Entries from a pointing dataset
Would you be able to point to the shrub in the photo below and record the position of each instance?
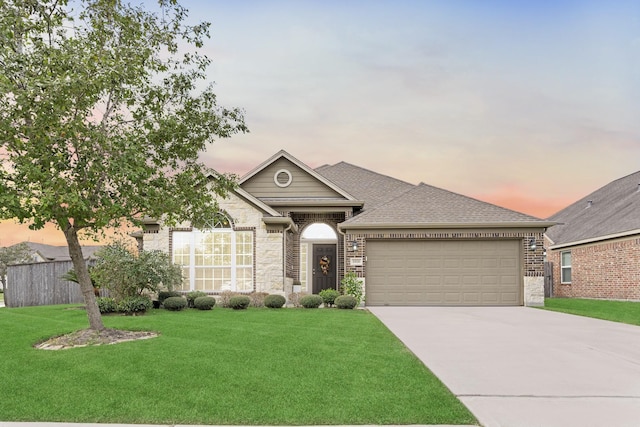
(107, 305)
(274, 301)
(294, 298)
(175, 303)
(191, 297)
(329, 296)
(163, 295)
(257, 298)
(204, 303)
(346, 301)
(225, 296)
(134, 305)
(239, 302)
(126, 272)
(311, 301)
(351, 285)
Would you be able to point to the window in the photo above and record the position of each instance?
(215, 259)
(565, 267)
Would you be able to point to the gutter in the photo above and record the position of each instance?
(596, 239)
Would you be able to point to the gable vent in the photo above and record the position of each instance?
(282, 178)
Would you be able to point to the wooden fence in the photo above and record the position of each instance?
(40, 284)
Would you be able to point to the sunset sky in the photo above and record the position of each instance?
(528, 105)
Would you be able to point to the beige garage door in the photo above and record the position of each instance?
(418, 272)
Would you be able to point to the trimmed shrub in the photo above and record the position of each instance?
(257, 298)
(107, 305)
(351, 285)
(274, 301)
(329, 296)
(346, 302)
(135, 305)
(225, 296)
(163, 295)
(204, 303)
(311, 301)
(191, 297)
(294, 298)
(175, 303)
(239, 302)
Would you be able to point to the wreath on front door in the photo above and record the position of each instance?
(324, 264)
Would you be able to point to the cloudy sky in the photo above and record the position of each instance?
(527, 104)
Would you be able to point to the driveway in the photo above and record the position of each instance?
(518, 366)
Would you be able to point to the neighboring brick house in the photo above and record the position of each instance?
(595, 248)
(410, 244)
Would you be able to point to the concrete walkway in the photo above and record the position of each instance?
(525, 367)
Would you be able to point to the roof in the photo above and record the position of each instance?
(427, 206)
(301, 165)
(610, 211)
(59, 253)
(374, 188)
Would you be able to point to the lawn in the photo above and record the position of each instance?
(256, 366)
(617, 311)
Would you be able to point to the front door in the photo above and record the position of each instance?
(324, 267)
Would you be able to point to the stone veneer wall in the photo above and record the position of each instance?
(532, 262)
(604, 270)
(267, 248)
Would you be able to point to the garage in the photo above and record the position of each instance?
(443, 272)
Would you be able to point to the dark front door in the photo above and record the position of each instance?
(324, 267)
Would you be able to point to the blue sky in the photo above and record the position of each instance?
(529, 105)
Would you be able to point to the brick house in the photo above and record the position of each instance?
(410, 244)
(595, 248)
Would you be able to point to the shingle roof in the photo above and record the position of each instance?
(614, 209)
(427, 205)
(59, 253)
(373, 188)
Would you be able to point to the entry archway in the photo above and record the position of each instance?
(318, 258)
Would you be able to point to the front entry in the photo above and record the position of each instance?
(324, 267)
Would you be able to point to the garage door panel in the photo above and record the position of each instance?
(443, 272)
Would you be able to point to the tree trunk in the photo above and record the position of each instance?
(80, 266)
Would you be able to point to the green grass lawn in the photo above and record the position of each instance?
(257, 366)
(617, 311)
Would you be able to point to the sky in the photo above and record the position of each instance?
(530, 105)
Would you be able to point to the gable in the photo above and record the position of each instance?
(271, 182)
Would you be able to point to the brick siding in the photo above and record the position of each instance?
(607, 270)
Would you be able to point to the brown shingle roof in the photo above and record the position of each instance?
(373, 188)
(425, 205)
(614, 209)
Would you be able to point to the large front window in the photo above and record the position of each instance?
(215, 259)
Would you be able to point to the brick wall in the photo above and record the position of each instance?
(606, 270)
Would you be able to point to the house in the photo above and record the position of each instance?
(44, 253)
(595, 248)
(410, 244)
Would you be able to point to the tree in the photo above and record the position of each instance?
(12, 255)
(103, 118)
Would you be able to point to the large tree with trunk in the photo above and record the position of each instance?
(104, 111)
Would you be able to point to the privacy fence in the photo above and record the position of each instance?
(40, 284)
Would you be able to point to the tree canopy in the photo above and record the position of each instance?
(104, 111)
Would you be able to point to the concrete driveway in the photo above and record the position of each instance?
(518, 366)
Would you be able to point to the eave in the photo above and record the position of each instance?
(596, 239)
(443, 225)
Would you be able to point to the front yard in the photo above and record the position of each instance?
(616, 311)
(256, 366)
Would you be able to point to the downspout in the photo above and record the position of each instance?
(284, 255)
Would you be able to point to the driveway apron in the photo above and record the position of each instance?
(524, 367)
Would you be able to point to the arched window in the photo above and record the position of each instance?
(215, 257)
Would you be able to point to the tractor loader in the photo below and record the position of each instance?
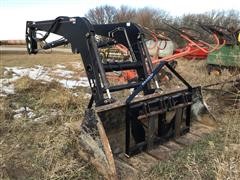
(125, 134)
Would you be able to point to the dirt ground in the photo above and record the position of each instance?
(37, 143)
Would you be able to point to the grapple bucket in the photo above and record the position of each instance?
(146, 125)
(152, 120)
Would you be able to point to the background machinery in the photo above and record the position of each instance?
(116, 121)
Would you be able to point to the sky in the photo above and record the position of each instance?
(15, 13)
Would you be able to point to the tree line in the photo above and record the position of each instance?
(153, 18)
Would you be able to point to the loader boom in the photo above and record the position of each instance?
(144, 121)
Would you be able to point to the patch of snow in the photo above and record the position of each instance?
(31, 115)
(60, 66)
(87, 96)
(6, 89)
(18, 116)
(22, 109)
(83, 82)
(41, 118)
(40, 73)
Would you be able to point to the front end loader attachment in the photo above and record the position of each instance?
(131, 133)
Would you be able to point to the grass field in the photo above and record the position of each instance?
(41, 146)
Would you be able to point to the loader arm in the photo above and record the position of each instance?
(142, 122)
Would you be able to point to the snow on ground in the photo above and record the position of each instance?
(58, 73)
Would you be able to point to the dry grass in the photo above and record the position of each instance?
(218, 155)
(45, 59)
(47, 148)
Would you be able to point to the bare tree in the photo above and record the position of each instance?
(125, 14)
(102, 15)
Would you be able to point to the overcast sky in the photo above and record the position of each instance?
(15, 13)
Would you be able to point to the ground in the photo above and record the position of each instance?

GIVEN PROBLEM
Return each line exactly as written. Any picture gets left out.

SOLUTION TO THIS PROBLEM
Would you be able to point to the shrub in the photo below and record the position of each instance?
(107, 305)
(274, 301)
(294, 298)
(175, 303)
(191, 297)
(329, 296)
(163, 295)
(257, 298)
(204, 303)
(346, 301)
(225, 296)
(134, 305)
(239, 302)
(126, 272)
(311, 301)
(351, 285)
Would you be able to point to the window in the photo above and record the position of each instance?
(215, 259)
(565, 267)
Would you be able to point to the gutter in the photo above and record the position of each instance?
(596, 239)
Would you be able to point to the gable vent in the photo above and record the position of each instance?
(282, 178)
Would you be able to point to the wooden fence in the photo above and record the position of each instance?
(40, 284)
Would you be able to point to the sunset sky in the photo above and record the position of each instance?
(528, 105)
Would you be able to point to the beige garage door in the photo above and record the position of each instance?
(418, 272)
Would you be able to point to the trimmed shrub in the photo above and record the position of each instance?
(257, 298)
(107, 305)
(351, 285)
(274, 301)
(329, 296)
(346, 302)
(135, 305)
(225, 296)
(163, 295)
(204, 303)
(311, 301)
(191, 297)
(294, 298)
(175, 303)
(239, 302)
Would you be able to point to the wreath on front door in the photo above and record the position of each instance?
(324, 264)
Would you be able to point to the cloudy sky in the photo above and record the position of each instance?
(527, 104)
Would you be able to point to the driveway in the photo above and record the position of each instance?
(518, 366)
Would you be able to point to the neighboring brick house in the photo above and record the position of each instance?
(595, 248)
(410, 244)
Would you be able to point to the concrete walkway in the photo above and record the position of each instance?
(525, 367)
Would you be able to point to the roof in the photo above and record the position of each instance?
(427, 206)
(301, 165)
(610, 211)
(59, 253)
(374, 188)
Would you be able to point to the lawn in the photo above and record the position of each instance?
(256, 366)
(617, 311)
Would you be able to point to the front door in the photo above and record the position of each instance?
(324, 267)
Would you be able to point to the stone veneer wall in the photo above and record the position of each instance?
(532, 262)
(604, 270)
(267, 248)
Would you be able to point to the garage in the photo above and record the position of each instance?
(443, 272)
Would you be able to point to the dark front door in the photo above and record the position of each instance?
(324, 267)
Would you be able to point to the blue sky in the photo above and record the position of each instance?
(529, 105)
Would you be able to point to the brick house in the photo above and record the position of each instance?
(410, 244)
(595, 248)
Would you be able to point to the shingle roof in the photo above and record the position of each instance?
(614, 209)
(427, 205)
(59, 253)
(373, 188)
Would you be able to point to the entry archway in the photo above and record the position of each instance?
(318, 258)
Would you be able to point to the front entry in the photo above and record the position of each instance?
(324, 267)
Would you be able to point to the garage door panel in the photo above and record the position of each instance?
(443, 272)
Would you be able to point to the tree trunk in the photo above and record the position of each instance?
(80, 266)
Would you be able to point to the green grass lawn in the photo above and record the position of each instance?
(257, 366)
(617, 311)
Would you be able to point to the sky in the photo above and record the position of each instance?
(530, 105)
Would you be able to point to the gable in the photo above and record the position of each instance?
(271, 182)
Would you be able to point to the brick siding in the photo above and record the position of each instance?
(607, 270)
Would you be able to point to the brown shingle roof in the photo above and record the position of each instance?
(373, 188)
(425, 205)
(614, 209)
Would you be able to point to the large front window in the photo above and record the position of each instance?
(215, 259)
Would you be able to point to the brick wall in the photo above and record the position of each instance?
(606, 270)
Would you be able to point to the house in the photo above and record the position of each instance?
(44, 253)
(595, 248)
(410, 244)
Would you be able to point to the tree in the photo above and record the position of each instance?
(12, 255)
(103, 118)
Would you be able to point to the large tree with trunk in the photo above and record the position of each instance?
(104, 111)
Would you be able to point to the privacy fence in the photo above and record the position of each instance?
(40, 284)
Would you be able to point to the tree canopy in the photo above and record the position of each instance?
(104, 111)
Would you be able to point to the concrete driveway in the photo above and record the position of each instance?
(518, 366)
Would you be able to point to the eave in the photo above and record the position of each instance?
(596, 239)
(443, 225)
Would you be able to point to the front yard in the photo above and record the position of each instance?
(616, 311)
(256, 366)
Would you be able to point to the downspout in the photo above and record the position of each instance?
(284, 255)
Would you be able to point to the driveway apron in the photo above and record the position of each instance?
(524, 367)
Would you be able to point to the arched window in the photo above and record the position of each instance?
(215, 257)
Would you be able to point to the tractor loader in the photo below and record the position of each instance?
(125, 134)
Would you be able to point to the dirt ground in the photo above and record the position of each instance?
(37, 143)
Would you be able to point to the grapple bucket in the photo above and record the position of each instance?
(146, 125)
(152, 120)
Would you be able to point to the background machinery in the photo above and record the position of each instance?
(116, 121)
Would you be able to point to the sky in the photo above and record the position of each instance?
(15, 13)
Would you be able to point to the tree line in the photo above and record the position of each instance?
(153, 18)
Would you be able to point to the loader boom in the photo above and record the position of each instance?
(144, 121)
Would you be able to point to the patch of snow in the photo above and record the position of each instance?
(31, 115)
(60, 66)
(87, 96)
(6, 89)
(18, 116)
(22, 109)
(83, 82)
(41, 118)
(40, 73)
Would you be able to point to the front end loader attachment in the photo above and record the position of each instance?
(131, 133)
Would you be able to point to the grass field in the photo above and record the position of each instance?
(41, 146)
Would you be able to point to the loader arm in the photo above and record the position of each instance?
(142, 122)
Would you be able to point to the snow on ground in the photo above and record the position of each instance?
(58, 73)
Would you be able to point to the dry grass in the photo above and record the position of each instance?
(218, 155)
(45, 59)
(47, 148)
Would you be able to point to the bare tree in the photo above and record the position of each instance?
(125, 14)
(102, 15)
Would you be able to point to the overcast sky in the photo above and record the position of each instance?
(15, 13)
Would you be able to point to the ground in the photo above and record the position of each instance?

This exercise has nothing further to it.